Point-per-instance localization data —
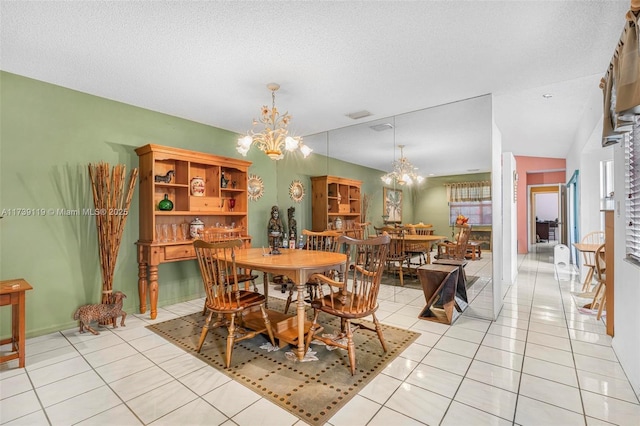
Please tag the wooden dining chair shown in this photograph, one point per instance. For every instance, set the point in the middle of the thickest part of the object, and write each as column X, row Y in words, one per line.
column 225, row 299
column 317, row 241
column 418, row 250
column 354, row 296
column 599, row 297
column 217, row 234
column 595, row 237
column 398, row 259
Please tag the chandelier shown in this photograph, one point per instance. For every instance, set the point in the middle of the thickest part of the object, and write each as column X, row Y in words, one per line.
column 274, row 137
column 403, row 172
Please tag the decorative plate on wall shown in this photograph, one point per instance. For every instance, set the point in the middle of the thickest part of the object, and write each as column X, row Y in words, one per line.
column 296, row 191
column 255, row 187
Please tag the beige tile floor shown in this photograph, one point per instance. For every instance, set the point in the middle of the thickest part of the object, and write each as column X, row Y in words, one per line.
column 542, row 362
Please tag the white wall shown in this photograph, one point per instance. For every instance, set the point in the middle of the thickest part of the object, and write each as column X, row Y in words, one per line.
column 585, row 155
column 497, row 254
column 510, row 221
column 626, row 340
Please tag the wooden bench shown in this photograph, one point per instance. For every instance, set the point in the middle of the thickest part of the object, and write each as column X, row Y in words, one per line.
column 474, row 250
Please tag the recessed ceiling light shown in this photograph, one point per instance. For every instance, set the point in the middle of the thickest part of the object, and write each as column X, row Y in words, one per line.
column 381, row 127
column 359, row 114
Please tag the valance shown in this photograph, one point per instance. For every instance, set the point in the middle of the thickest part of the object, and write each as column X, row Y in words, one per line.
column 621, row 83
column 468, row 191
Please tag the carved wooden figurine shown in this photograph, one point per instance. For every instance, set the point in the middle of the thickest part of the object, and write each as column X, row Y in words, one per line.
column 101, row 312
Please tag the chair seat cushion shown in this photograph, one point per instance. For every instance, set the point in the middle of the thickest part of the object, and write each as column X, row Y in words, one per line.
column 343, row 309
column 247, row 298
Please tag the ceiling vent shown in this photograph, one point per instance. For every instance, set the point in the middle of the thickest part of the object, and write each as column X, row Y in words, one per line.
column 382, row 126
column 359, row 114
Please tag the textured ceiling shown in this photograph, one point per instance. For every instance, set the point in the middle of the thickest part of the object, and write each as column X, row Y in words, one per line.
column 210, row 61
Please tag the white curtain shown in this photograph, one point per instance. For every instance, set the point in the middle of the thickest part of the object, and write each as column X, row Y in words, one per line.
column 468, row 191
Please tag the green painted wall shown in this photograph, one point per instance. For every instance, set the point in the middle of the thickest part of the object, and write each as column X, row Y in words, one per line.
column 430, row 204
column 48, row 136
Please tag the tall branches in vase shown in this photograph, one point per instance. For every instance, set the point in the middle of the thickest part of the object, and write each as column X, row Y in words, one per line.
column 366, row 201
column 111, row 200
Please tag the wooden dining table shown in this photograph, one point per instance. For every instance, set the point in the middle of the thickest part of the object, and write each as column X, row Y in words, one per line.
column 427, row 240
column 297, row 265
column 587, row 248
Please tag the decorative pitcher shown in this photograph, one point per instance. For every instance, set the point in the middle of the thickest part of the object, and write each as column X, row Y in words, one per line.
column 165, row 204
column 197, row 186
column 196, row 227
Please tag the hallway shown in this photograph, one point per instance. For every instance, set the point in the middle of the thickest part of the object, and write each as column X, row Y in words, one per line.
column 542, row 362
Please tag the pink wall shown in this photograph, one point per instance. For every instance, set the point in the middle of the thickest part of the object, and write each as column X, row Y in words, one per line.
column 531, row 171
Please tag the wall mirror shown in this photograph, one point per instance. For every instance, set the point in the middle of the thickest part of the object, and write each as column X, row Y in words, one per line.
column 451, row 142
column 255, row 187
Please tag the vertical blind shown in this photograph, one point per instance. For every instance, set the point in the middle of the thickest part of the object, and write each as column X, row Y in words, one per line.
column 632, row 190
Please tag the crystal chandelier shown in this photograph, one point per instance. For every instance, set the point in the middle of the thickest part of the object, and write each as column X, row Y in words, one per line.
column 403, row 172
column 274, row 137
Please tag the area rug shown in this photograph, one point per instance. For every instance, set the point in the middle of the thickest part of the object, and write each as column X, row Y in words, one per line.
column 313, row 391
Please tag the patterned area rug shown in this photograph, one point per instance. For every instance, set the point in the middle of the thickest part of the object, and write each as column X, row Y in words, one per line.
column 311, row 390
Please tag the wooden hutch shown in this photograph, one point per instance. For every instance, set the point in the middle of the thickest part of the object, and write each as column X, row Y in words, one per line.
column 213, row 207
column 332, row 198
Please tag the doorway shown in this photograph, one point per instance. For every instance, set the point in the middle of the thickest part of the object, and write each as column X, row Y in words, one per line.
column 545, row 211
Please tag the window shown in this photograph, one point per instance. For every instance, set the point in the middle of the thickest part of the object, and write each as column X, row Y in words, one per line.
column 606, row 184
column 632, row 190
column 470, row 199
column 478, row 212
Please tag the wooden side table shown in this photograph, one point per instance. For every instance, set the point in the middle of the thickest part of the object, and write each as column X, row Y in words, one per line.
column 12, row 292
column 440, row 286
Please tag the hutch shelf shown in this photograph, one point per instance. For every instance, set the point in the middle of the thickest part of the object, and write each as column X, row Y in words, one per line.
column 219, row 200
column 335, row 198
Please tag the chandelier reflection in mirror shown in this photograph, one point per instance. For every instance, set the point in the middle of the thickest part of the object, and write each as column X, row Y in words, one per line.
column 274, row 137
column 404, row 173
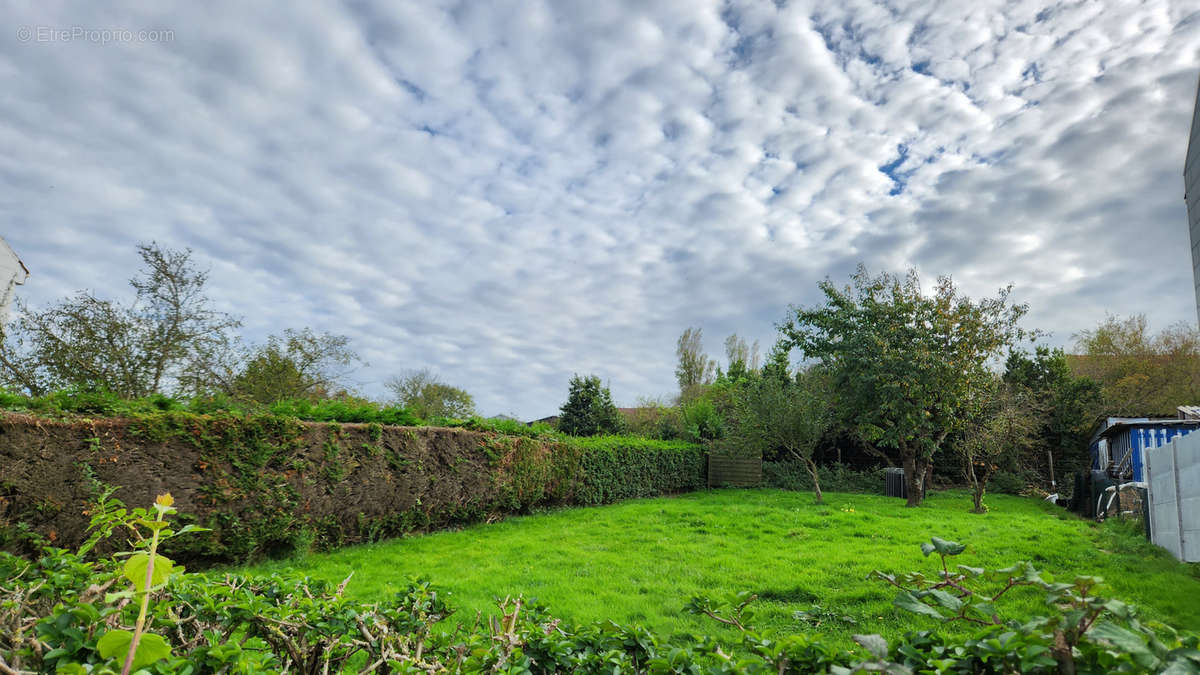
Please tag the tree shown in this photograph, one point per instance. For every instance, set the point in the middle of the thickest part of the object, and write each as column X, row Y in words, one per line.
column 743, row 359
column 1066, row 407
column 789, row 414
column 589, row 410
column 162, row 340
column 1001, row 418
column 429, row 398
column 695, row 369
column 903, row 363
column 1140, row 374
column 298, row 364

What you have to do — Set down each of the records precisely, leaving any pictures behind.

Answer to the exercise —
Please tag the wooden dining chair shown in this photograph, one point per instance. For every instance, set the point in the middle of the thickest part of the object, and write each as column X, row Y in words, one per line.
column 225, row 299
column 317, row 241
column 418, row 250
column 354, row 296
column 599, row 297
column 217, row 234
column 595, row 237
column 398, row 259
Please tag the chandelier shown in this photograph, one point per instance. For every instance, set the point in the middle of the thickest part of the object, and write each as column X, row Y in words, one per line.
column 274, row 137
column 403, row 172
Please tag the decorative plate on wall shown in this photograph, one point per instance. For every instance, set the point in the middle of the thickest part of the object, and write each as column X, row Y in words, one per line.
column 296, row 191
column 255, row 187
Please tag the beige tile floor shown in this photograph, one point per instance. For every instance, set the point in the middle of the thickest part of the object, and write each as column X, row Y in words, one per line.
column 542, row 362
Please tag the white wall shown in this photograph, one point per instance. For every instance, set the point in the middle of the thickest part of the object, and write each as column X, row Y in words, one per line.
column 585, row 155
column 497, row 254
column 510, row 221
column 626, row 340
Please tag the wooden bench shown in this photograph, one point per instance. For every instance, set the point in the middle of the thickest part of the object, and write each as column X, row Y in words, one per line.
column 474, row 250
Please tag the recessed ceiling light shown in this photograph, one point per instance. For every instance, set the point in the middle of the thickest part of the object, and write each as column X, row Y in words, one per line.
column 381, row 127
column 359, row 114
Please tag the valance shown in this photograph, one point per instance. For every instance, set the point in the middle of the thickest part of the object, and write each as column X, row Y in words, one per line.
column 621, row 83
column 468, row 191
Please tag the carved wooden figurine shown in this photograph, one point per instance. For every instance, set the point in the middle of the thickest part of the object, and write each as column X, row Y in words, one per line.
column 101, row 312
Please tag the chair seat cushion shown in this photograph, one point per instance. For every instance, set the point in the middle of the thickest part of the object, and write each as column X, row Y in words, one per line.
column 343, row 309
column 247, row 298
Please tag the ceiling vent shown in this photograph, one point per instance. For every instance, set the point in the middle of the thickest part of the object, and write each as column X, row Y in words, one per line.
column 382, row 126
column 359, row 114
Please tag the textured ceiling shown in this photograph, one point per instance. For every instance, set the point in the middle of the thickest part of the object, and write each as column X, row Y in words, one per line.
column 210, row 61
Please tag the white curtain shown in this photograph, one point per instance. For every instance, set the point in the middle of the thickest part of the object, and write each as column X, row Y in words, one per line.
column 468, row 191
Please tag the green painted wall shown in this photograph, one point per instance. For every instance, set the point in the middle of the thickest part of the object, and write each as column X, row Y in words, one per line.
column 430, row 204
column 48, row 136
Please tag the tall branches in vase shown in this photograph, one point per instance. For every instance, set the point in the middle of the thickest part of the object, and write each as column X, row Y in words, one per line.
column 366, row 201
column 111, row 200
Please tag the wooden dining table shown in this photograph, one point per instance. For every instance, set the point in the middle of the thickest part of the object, and write each as column X, row Y in words, one per line.
column 427, row 240
column 297, row 265
column 587, row 248
Please tag the decorative pitcher shown in this photograph, one point per instance. For every instance, set the point in the middle of the thickest part of the object, and write each as column X, row Y in words, one per line.
column 165, row 204
column 197, row 186
column 196, row 227
Please tag the hallway shown in this photograph, one point per instance. For every instance, set the point in the middle of the thickest part of the object, and write each as column X, row Y in words, one per line.
column 542, row 362
Please tag the pink wall shown in this photograph, one point per instance. For every instance, set the point in the middle of the thickest part of the object, and write each as column X, row Y in words, one per line.
column 531, row 171
Please tag the wall mirror shown in this photograph, one point per instance. For every instance, set the point in the middle of the thickest part of the object, and write each as column X, row Y in words, one per line.
column 451, row 142
column 255, row 187
Please tag the vertical blind shown in this photograph, one point per instance. For every instance, set the point in the middle of the thickest part of the object, and write each as column X, row Y in words, one per line.
column 632, row 190
Please tag the crystal chandelier shown in this photograph, one point per instance. For every instance, set the point in the middle of the thickest part of the object, and write each as column X, row Y in words, one per line.
column 403, row 172
column 274, row 137
Please tag the area rug shown in this photograph, one point per instance. For every instance, set the point in the middle of the thickest part of the object, and write each as column X, row Y in words, one per line.
column 313, row 391
Please tag the patterned area rug shown in this photograph, one point per instance. For every instance, set the point in the middle of the thickest part of the object, and write each as column X, row Y in words, one per line.
column 311, row 390
Please tag the wooden hutch shown in this photograph, one point per instance. For every instance, set the point in the middle of the thickest part of the object, and write each as column X, row Y in words, one per line.
column 213, row 207
column 332, row 198
Please tag the doorway shown in this photograph, one point per instance. For every instance, set the point in the middle of the thickest part of the object, and write each as column X, row Y in words, one per line.
column 545, row 211
Please tag the window shown in this photograph, one point per instance. For every instance, set the point in the middle of the thickest part of the object, and write each as column X, row Y in words, one per line.
column 606, row 184
column 632, row 190
column 470, row 199
column 478, row 212
Please tag the wooden side table shown in this photograph, one point per instance. For every instance, set the point in the middle of the thickest part of the object, and write each as column X, row Y in words, one per line.
column 12, row 292
column 440, row 286
Please tag the hutch shelf shown in this photograph, one point per instance. For every instance, set the point in the middle of the thickest part of the object, and write each as column X, row Y in words, one per line.
column 219, row 200
column 335, row 198
Please tag the chandelier reflection in mirror shown in this photograph, one point per instance. For every instance, set the point in the middle of the thickest part of the object, and write each as column X, row Y in words, one per line.
column 274, row 137
column 404, row 173
Please tag the tree shown in this photograph, one point per instance. For every instance, set the point in the middle of the thickest part of the object, and write each as column X, row Y in words, one per line.
column 743, row 359
column 1066, row 407
column 789, row 414
column 589, row 410
column 162, row 340
column 1001, row 418
column 429, row 398
column 695, row 369
column 903, row 363
column 1140, row 374
column 298, row 364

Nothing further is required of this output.